• [TASK DESCRIPTION] Nothing but the lines from the one containing "Task: where can the gray" to the end of the data should be returned, each exactly as written.

Labeled-object pointing entries
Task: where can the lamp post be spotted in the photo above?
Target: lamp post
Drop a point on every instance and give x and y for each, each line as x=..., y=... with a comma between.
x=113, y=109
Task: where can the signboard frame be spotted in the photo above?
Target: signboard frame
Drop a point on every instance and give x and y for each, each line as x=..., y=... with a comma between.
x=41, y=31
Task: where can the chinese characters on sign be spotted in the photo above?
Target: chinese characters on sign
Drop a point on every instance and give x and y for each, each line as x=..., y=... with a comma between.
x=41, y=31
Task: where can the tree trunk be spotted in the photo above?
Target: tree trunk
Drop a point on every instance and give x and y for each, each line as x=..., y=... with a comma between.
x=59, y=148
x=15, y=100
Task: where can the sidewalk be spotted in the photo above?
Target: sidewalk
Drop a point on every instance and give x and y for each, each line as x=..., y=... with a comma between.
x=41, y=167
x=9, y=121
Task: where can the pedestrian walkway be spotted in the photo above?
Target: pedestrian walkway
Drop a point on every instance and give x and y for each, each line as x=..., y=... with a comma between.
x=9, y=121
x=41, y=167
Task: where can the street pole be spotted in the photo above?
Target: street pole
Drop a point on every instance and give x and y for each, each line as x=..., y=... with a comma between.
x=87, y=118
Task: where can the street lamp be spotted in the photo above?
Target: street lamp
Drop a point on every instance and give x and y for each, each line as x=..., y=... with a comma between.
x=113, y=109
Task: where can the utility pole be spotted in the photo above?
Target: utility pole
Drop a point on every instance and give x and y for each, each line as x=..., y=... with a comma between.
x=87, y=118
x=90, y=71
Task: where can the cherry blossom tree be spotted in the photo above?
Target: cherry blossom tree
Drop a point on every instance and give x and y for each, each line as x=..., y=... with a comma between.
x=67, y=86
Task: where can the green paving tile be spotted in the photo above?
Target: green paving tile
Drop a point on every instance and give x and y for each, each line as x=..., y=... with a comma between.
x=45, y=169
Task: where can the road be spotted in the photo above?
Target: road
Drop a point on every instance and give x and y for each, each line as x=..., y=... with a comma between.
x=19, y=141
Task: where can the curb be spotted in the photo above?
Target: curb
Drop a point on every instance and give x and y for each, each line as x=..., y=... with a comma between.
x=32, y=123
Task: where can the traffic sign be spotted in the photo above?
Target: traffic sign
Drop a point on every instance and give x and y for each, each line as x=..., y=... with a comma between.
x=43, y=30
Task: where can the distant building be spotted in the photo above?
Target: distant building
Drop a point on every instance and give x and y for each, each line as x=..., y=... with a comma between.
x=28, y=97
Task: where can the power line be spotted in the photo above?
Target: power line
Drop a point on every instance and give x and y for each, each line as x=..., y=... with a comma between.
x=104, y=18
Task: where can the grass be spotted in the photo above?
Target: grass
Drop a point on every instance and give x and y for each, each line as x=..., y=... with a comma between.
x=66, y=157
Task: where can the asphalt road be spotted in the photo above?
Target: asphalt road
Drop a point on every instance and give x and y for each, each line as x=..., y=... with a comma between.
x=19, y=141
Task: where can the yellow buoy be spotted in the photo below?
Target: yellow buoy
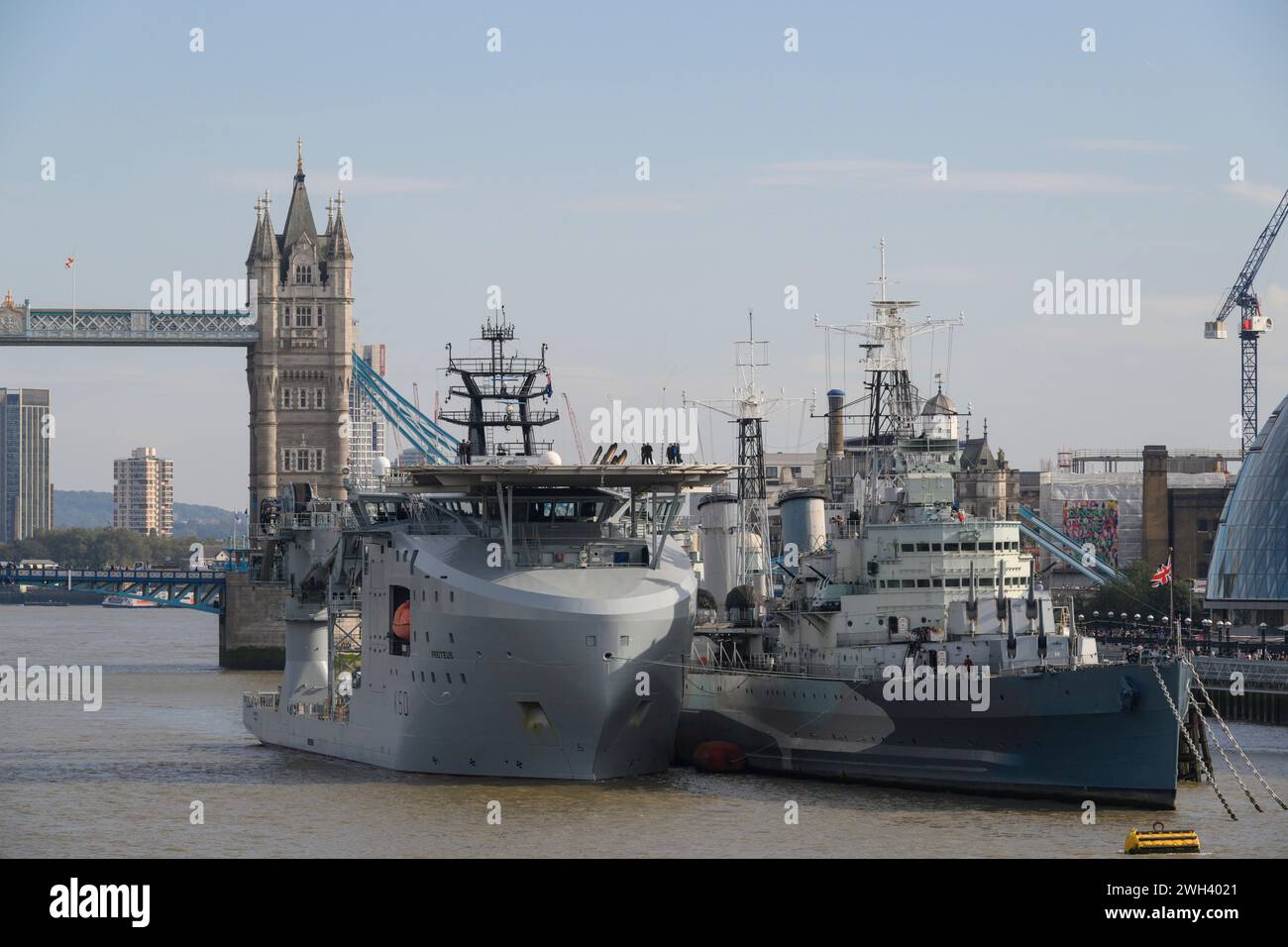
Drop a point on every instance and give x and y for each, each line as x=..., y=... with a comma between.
x=1160, y=841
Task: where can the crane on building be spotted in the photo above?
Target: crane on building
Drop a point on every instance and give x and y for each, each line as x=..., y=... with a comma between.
x=576, y=433
x=1252, y=324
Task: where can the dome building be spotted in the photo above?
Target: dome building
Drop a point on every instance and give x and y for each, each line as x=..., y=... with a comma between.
x=1248, y=577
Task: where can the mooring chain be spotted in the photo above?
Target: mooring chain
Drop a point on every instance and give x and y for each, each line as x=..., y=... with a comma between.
x=1198, y=757
x=1225, y=728
x=1233, y=771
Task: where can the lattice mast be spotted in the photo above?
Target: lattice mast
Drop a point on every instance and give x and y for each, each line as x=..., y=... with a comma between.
x=747, y=410
x=507, y=380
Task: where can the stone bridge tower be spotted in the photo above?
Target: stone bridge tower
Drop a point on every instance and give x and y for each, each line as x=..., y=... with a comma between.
x=299, y=371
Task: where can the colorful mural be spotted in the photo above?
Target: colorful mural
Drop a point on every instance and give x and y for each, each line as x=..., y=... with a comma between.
x=1096, y=522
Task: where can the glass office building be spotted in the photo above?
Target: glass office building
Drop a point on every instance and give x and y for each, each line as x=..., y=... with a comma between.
x=1248, y=578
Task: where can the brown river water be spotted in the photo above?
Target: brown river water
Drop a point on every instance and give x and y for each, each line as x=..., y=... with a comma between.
x=120, y=783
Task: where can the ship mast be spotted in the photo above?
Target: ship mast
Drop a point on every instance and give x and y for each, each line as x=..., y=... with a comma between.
x=511, y=381
x=747, y=408
x=890, y=402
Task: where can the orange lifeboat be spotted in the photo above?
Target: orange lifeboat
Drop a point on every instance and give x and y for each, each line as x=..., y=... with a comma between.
x=402, y=621
x=716, y=757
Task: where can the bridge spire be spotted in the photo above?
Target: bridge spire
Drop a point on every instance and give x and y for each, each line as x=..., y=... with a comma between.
x=338, y=248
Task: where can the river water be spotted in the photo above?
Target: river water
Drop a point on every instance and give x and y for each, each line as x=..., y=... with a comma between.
x=123, y=781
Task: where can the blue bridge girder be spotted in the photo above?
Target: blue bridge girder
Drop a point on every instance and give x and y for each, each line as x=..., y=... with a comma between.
x=130, y=328
x=205, y=585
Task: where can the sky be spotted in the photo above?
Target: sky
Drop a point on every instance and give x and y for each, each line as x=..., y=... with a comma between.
x=987, y=144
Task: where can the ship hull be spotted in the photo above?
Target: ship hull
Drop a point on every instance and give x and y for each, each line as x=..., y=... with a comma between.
x=1102, y=733
x=549, y=674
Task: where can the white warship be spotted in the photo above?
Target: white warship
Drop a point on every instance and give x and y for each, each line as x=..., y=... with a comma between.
x=505, y=616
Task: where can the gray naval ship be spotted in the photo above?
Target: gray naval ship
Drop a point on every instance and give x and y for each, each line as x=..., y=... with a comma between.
x=912, y=646
x=502, y=617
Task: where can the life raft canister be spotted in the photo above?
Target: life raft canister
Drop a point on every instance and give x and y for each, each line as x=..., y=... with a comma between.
x=402, y=621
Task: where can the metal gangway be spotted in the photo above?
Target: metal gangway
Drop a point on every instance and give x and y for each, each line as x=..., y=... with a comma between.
x=1067, y=551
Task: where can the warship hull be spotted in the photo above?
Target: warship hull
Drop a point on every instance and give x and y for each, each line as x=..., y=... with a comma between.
x=557, y=674
x=1103, y=733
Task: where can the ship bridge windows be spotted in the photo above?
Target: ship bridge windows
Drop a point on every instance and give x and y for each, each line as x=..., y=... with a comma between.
x=387, y=510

• [ANSWER TO THE TASK]
Task: where can the gray naval ship be spotted in the photo above?
Target: gray naval ship
Drop a point on every instance and give x and y for each, each line as x=..., y=... with a comma between.
x=912, y=646
x=502, y=617
Task: where can the life raft canister be spotted in the photo above?
Target: life raft canister
Drop a point on every instance and give x and y for each, each line as x=..., y=... with a comma between.
x=402, y=621
Task: where can the metal gangway be spotted in the photo above?
Target: metal gangway
Drop a point on every instance and give x and y for each, each line as x=..., y=... with a comma between.
x=1067, y=551
Task: where can the warship hull be spotted in the photo above?
Target: warship hull
Drop a point on every instance and give x and y for each, each line as x=..., y=... with a comma between.
x=557, y=674
x=1103, y=733
Task: where can the ship bridge windows be spotted in the photo above?
Target: ship bridge windows
Drop a point on every instance and give x and y for each, each line as x=..., y=... with a comma between.
x=387, y=510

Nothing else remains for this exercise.